#### WORK REQUIRED
Nothing in the entries may differ when you return them.

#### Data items
══════════════════════════════

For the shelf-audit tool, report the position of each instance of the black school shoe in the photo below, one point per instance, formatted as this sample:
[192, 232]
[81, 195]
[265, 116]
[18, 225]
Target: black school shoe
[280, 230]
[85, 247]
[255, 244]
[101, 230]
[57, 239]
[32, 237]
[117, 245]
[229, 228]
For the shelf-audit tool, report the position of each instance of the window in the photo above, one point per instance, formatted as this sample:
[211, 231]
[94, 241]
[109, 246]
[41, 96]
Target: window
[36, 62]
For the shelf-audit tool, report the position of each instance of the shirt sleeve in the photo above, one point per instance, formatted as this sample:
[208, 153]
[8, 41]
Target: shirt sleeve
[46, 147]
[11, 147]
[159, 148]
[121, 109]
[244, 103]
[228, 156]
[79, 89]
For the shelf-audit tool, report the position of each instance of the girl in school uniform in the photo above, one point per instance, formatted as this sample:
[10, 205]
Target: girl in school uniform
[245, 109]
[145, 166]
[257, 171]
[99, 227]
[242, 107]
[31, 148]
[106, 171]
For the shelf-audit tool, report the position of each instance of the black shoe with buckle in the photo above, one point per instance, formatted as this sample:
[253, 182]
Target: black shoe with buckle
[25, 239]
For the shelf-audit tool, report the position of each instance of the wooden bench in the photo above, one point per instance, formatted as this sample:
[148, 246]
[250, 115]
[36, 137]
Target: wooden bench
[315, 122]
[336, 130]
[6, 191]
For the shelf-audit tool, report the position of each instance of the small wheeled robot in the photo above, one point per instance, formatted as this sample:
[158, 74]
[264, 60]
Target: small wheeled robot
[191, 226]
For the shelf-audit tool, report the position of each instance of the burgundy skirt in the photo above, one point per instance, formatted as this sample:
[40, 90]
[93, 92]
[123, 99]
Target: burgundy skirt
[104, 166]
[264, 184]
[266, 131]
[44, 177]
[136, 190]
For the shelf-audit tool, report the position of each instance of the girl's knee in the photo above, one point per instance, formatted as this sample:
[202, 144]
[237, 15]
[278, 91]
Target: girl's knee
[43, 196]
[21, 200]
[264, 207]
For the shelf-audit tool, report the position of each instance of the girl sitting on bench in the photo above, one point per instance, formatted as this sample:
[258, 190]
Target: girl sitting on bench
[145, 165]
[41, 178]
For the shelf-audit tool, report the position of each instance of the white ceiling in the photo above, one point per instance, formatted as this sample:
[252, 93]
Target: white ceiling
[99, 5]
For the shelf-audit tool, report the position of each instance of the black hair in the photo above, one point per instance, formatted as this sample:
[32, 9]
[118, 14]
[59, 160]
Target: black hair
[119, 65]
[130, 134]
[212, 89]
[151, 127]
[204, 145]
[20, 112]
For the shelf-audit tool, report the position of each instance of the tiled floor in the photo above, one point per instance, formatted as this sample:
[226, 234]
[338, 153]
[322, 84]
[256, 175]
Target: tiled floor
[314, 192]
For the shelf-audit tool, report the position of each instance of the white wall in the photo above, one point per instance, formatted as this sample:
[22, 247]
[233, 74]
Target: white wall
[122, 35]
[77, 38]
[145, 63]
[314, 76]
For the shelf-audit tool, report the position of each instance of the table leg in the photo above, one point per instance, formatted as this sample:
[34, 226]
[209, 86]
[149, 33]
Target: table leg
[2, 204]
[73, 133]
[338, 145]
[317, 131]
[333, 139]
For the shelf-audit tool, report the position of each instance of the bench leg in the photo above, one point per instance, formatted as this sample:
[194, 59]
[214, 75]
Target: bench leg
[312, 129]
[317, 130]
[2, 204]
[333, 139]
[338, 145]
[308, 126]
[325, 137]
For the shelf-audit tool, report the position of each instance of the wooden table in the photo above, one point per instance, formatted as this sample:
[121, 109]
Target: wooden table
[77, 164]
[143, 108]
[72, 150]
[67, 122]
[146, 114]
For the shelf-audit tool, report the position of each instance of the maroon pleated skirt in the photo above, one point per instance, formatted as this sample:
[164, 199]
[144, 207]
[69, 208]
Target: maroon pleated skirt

══════════════════════════════

#### ANSWER BOX
For the shelf-audit tool, report the position of each instance of the black school shoe in the photo below, one point per instance, formatted as this sample:
[192, 232]
[81, 195]
[265, 116]
[18, 225]
Target: black school shoe
[280, 230]
[85, 247]
[255, 244]
[101, 230]
[57, 239]
[32, 237]
[117, 245]
[229, 228]
For the shelf-audit tool, report the position of each instance of the window in the photo above, one point per instance, formatted as this sample:
[211, 231]
[94, 241]
[109, 246]
[41, 96]
Target: window
[36, 62]
For the shelf-audit tool, report the position of each instance of the shirt sleeve in the photo above, one point per instance, formatted as this sample:
[208, 153]
[8, 41]
Target: shirt sleeve
[46, 147]
[11, 147]
[159, 148]
[121, 109]
[244, 103]
[228, 156]
[79, 89]
For the shelf-audit tool, report the position of each instance of the girl in school uniform in the photo above, one point per instance, formatted as this sample:
[10, 205]
Target: girl in school uniform
[245, 109]
[145, 166]
[257, 171]
[99, 227]
[242, 107]
[31, 148]
[106, 171]
For the shelf-audit tool, report the position of each instance of the black shoe with buckle in the photo above, one point per instance, formatted as this sample:
[253, 182]
Target: black shoe with buckle
[25, 239]
For the shelf-audit tool, report the position of each instance of the wooden bench in the photo above, one point per instance, formatted as this sample:
[148, 246]
[250, 115]
[36, 137]
Target: wooden bench
[315, 122]
[336, 130]
[6, 191]
For the shelf-audit tool, report the position of each instance of the small wheeled robot in the photo above, one point per instance, formatted as this sample:
[158, 74]
[264, 60]
Target: small wheeled robot
[191, 226]
For the shelf-audit tool, report the position of each instance of the burgundy skirt in the photo above, one point per instance, formatted as this sample:
[40, 90]
[93, 92]
[123, 99]
Target: burgundy skirt
[104, 166]
[264, 184]
[266, 131]
[44, 177]
[136, 190]
For the shelf-audit tool, report the position of each instance of the girl's knee in the photo above, one point per instance, formatted as this sample:
[202, 144]
[237, 15]
[278, 91]
Target: girl's knee
[43, 196]
[21, 200]
[264, 207]
For the shelf-audit tool, report the position of each instance of the girl sitting on bench in the photo above, one point per instance, formatted as this sample:
[258, 190]
Target: girl sitting on bench
[145, 165]
[41, 178]
For the shelf-audit tool, report the position of each instance of the white ceiling in the photo above, one point per instance, formatted as this sample:
[252, 93]
Target: white ceiling
[99, 5]
For the shelf-audit tool, report the position of each instance of the black hair in the photo above, one point per instance, formatted as this sample:
[32, 9]
[118, 14]
[59, 160]
Target: black hair
[119, 65]
[130, 134]
[212, 89]
[151, 127]
[204, 145]
[20, 112]
For the shelf-audit tool, report the position of each instance of the tiled floor in the photo above, one point per instance, formatted as this sample:
[226, 234]
[338, 153]
[322, 84]
[256, 175]
Target: tiled floor
[314, 192]
For the shelf-audit tool, report the position of each instance of the white wall in the photo above, one point per instance, formatted as this sample:
[22, 247]
[233, 74]
Target: white wall
[122, 35]
[77, 38]
[145, 63]
[314, 76]
For the shelf-audit tool, report the position of each instance of the table leg in the photo above, one point per instance, formatted as this sample:
[34, 226]
[209, 86]
[149, 33]
Target: table leg
[2, 204]
[73, 133]
[338, 145]
[317, 131]
[333, 139]
For the shelf-audit tool, report the position of each instance of the bench leg in the photo above, one point per instance, formatted as this sample:
[194, 59]
[214, 75]
Target: bench leg
[312, 129]
[317, 130]
[2, 204]
[333, 139]
[338, 145]
[308, 126]
[325, 137]
For the shelf-audit tool, report the position of each instance of the wooden table in the photo above, one point per instance, formatted as this sample:
[121, 109]
Target: wooden table
[77, 164]
[143, 108]
[72, 150]
[67, 122]
[146, 114]
For the shelf-audit tool, report the position of each instance of the maroon pleated skirt in the photo above, one point per instance, formatted as this sample:
[164, 199]
[144, 207]
[69, 208]
Target: maroon pleated skirt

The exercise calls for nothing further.